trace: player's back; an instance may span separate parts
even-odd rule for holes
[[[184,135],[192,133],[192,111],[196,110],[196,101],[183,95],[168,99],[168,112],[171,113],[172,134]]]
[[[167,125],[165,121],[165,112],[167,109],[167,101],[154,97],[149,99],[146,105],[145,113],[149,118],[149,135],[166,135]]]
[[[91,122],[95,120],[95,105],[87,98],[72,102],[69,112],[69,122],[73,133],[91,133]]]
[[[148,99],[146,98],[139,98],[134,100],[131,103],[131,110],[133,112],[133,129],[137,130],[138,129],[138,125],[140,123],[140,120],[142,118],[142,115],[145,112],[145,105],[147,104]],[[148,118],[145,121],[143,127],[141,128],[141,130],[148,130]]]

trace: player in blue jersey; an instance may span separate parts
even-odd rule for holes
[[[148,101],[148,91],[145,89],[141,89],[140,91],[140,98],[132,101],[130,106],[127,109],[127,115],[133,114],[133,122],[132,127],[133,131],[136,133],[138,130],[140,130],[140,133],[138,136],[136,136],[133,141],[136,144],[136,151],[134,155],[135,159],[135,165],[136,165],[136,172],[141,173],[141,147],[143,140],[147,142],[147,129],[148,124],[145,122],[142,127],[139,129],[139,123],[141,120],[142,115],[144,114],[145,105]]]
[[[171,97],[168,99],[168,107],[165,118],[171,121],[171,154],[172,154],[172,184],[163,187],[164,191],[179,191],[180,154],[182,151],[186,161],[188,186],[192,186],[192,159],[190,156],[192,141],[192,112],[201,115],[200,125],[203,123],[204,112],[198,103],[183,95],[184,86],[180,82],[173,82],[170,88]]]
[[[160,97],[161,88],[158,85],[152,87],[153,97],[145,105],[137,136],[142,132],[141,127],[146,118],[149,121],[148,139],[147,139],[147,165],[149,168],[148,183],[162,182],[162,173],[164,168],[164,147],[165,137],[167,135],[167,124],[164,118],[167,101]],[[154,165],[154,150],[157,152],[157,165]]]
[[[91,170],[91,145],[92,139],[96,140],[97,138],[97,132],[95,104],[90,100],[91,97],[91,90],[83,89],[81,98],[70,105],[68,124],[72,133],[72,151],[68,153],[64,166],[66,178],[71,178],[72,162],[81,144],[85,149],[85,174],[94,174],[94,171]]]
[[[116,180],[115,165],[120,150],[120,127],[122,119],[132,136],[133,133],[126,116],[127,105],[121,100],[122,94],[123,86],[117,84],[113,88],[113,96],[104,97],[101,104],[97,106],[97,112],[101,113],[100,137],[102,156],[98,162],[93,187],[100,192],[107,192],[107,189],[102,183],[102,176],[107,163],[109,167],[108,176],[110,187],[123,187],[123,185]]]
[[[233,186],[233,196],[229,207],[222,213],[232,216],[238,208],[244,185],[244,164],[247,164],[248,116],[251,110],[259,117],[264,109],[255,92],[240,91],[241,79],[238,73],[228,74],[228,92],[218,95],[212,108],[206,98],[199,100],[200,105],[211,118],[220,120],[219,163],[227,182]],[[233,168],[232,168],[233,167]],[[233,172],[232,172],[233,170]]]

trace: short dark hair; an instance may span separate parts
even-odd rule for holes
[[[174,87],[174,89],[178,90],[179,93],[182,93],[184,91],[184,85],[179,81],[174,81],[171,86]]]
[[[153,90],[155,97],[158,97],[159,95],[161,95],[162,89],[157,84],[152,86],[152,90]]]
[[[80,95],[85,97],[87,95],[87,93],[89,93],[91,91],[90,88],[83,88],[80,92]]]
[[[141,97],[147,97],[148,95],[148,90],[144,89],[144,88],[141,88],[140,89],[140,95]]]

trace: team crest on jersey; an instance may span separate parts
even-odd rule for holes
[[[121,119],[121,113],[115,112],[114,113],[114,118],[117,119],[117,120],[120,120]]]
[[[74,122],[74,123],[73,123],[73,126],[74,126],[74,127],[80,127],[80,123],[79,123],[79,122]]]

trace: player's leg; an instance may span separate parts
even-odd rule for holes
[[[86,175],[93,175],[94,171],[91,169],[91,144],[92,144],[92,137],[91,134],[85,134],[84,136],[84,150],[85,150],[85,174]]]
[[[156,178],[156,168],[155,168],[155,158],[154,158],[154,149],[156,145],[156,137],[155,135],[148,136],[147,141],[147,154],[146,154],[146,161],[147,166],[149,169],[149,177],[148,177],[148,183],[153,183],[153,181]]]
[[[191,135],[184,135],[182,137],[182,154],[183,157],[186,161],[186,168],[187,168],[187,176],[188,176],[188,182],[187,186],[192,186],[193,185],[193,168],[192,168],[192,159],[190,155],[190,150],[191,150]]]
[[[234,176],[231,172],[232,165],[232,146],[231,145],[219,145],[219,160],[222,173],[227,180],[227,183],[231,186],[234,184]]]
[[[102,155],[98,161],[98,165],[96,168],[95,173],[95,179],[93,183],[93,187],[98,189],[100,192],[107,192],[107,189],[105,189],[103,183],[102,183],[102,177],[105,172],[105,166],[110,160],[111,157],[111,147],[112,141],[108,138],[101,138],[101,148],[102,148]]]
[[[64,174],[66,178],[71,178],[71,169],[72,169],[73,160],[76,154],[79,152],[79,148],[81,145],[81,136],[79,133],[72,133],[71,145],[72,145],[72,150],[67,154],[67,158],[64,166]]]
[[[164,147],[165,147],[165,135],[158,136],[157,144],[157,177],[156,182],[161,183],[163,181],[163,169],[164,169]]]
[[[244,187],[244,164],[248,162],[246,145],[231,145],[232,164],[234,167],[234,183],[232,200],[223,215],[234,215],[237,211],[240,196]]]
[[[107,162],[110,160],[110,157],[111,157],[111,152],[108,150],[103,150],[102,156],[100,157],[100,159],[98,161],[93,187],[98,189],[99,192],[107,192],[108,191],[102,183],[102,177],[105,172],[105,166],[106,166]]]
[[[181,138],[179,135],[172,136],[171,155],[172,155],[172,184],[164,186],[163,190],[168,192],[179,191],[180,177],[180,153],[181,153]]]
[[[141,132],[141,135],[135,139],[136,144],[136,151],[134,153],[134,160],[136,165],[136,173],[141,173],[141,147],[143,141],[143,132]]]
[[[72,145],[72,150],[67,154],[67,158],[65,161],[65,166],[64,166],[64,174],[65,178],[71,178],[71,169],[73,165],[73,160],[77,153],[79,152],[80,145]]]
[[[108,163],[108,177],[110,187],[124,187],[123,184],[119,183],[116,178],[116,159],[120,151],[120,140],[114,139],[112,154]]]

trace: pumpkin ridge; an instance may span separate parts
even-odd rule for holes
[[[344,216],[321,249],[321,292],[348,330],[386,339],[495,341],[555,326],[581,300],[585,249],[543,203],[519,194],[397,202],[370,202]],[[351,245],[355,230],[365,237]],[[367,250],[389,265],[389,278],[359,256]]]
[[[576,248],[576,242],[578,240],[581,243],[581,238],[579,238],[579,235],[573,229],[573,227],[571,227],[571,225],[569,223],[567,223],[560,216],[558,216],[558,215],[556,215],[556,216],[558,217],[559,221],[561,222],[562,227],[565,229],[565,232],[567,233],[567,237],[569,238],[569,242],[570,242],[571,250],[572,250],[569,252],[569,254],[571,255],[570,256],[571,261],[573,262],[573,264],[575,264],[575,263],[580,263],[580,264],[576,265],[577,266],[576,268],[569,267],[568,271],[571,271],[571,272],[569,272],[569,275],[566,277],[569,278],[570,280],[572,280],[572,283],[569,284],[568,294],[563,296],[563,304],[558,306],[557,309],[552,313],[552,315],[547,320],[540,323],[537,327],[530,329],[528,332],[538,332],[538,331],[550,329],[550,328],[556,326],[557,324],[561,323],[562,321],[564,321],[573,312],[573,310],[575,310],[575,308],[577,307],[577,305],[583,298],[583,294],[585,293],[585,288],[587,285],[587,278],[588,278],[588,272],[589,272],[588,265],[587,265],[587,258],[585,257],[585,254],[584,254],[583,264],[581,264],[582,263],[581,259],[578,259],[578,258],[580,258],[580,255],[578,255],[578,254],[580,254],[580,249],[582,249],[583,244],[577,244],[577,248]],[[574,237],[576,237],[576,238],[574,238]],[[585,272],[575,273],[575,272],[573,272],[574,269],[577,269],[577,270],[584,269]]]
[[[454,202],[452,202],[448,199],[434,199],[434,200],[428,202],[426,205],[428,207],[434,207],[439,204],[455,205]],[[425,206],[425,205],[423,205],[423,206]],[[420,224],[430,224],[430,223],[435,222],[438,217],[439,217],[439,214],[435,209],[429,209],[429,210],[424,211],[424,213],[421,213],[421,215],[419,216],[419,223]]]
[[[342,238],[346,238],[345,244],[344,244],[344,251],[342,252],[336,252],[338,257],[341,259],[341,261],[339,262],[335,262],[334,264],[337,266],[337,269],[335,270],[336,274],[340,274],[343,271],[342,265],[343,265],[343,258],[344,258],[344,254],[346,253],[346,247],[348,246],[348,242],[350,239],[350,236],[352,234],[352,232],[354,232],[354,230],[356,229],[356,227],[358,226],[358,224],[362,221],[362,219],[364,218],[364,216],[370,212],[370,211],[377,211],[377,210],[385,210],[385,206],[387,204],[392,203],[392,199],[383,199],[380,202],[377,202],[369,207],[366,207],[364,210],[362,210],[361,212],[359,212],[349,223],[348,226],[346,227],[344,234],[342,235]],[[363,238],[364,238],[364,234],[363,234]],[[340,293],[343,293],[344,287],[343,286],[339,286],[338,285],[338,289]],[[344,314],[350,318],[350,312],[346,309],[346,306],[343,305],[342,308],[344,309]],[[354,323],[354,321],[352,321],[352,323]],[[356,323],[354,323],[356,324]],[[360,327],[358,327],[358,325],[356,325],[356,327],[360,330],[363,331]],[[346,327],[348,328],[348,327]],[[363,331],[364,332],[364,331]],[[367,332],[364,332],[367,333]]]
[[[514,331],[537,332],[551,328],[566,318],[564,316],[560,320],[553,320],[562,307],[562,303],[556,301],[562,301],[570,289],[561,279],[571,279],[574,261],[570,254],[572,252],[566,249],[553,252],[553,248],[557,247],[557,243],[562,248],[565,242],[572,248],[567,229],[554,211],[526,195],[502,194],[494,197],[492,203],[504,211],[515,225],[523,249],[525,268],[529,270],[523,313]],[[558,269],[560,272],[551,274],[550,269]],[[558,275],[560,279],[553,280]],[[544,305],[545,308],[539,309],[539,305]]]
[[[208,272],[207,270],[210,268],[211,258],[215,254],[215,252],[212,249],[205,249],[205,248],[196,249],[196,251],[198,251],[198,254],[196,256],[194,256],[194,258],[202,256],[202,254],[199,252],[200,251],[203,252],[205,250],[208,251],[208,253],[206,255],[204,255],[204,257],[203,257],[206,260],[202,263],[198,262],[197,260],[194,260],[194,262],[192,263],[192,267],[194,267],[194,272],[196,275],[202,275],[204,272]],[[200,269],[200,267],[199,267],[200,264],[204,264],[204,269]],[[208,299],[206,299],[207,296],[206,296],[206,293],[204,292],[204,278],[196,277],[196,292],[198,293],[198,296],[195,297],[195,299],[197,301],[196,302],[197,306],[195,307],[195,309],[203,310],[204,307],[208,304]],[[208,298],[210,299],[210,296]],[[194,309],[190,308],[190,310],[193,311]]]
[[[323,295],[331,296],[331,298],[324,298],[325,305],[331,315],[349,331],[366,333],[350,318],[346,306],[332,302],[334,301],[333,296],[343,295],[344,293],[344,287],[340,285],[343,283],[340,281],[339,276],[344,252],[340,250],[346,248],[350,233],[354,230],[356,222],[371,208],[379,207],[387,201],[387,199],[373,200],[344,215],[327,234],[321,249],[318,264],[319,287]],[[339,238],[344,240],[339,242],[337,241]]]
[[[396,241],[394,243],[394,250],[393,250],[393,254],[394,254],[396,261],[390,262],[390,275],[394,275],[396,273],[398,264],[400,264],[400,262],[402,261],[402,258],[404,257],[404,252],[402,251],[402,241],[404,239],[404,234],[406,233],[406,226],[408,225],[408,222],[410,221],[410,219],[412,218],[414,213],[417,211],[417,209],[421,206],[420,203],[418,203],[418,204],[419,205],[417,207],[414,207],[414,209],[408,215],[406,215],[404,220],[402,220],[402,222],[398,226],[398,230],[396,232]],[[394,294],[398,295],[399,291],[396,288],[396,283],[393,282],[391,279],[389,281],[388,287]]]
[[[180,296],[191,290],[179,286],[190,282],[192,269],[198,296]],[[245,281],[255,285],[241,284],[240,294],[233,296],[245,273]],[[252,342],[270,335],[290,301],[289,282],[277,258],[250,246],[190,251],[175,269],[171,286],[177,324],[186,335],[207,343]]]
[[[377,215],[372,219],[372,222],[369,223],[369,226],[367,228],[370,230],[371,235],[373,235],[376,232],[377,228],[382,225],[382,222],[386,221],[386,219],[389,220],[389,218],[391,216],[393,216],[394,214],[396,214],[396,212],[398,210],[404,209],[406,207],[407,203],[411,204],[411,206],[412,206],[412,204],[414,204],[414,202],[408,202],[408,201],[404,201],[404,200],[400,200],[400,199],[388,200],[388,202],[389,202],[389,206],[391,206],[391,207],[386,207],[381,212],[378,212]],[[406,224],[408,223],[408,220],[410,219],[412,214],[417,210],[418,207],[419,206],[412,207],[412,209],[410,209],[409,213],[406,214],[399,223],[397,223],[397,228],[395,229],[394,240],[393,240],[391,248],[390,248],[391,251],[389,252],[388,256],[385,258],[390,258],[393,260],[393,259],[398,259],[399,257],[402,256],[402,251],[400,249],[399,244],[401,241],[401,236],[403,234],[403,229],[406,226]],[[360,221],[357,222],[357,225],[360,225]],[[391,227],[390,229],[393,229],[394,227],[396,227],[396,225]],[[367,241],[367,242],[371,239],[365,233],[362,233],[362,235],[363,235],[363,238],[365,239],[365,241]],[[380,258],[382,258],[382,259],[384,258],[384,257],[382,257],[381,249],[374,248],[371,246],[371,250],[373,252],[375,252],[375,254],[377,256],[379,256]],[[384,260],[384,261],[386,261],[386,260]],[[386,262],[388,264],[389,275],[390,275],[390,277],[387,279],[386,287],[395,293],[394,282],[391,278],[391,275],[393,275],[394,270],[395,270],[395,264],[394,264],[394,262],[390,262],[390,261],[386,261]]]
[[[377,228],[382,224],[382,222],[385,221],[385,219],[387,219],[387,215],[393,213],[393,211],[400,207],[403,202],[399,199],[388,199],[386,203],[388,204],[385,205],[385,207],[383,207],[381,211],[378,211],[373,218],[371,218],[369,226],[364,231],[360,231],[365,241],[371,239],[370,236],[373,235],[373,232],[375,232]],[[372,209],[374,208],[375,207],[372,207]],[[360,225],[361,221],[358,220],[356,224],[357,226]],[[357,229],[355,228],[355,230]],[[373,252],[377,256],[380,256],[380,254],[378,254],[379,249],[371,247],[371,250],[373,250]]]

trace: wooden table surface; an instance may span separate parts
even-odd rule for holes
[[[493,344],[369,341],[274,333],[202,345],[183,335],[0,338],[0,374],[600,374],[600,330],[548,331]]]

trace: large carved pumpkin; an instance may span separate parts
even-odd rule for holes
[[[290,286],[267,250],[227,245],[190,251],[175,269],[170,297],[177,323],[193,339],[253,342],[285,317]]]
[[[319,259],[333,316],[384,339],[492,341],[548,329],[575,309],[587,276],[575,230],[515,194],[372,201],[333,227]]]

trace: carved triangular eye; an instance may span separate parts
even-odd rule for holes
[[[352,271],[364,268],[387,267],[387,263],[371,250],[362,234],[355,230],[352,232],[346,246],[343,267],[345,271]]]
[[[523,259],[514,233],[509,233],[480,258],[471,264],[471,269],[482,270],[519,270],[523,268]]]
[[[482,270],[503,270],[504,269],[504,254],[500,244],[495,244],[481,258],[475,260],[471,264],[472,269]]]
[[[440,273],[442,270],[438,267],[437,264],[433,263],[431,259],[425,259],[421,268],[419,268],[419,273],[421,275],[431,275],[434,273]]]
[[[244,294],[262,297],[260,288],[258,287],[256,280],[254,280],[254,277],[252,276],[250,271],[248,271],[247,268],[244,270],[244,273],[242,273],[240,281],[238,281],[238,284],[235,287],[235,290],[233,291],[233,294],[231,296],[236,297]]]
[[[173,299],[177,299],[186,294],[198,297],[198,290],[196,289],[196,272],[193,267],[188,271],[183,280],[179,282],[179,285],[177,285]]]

# How to complete this task:
Show all lines from the data that contain "player".

# Exercise answer:
trace: player's back; an instance may span separate parts
trace: player in blue jersey; an instance may span separate parts
trace: player's leg; an instance may span separate parts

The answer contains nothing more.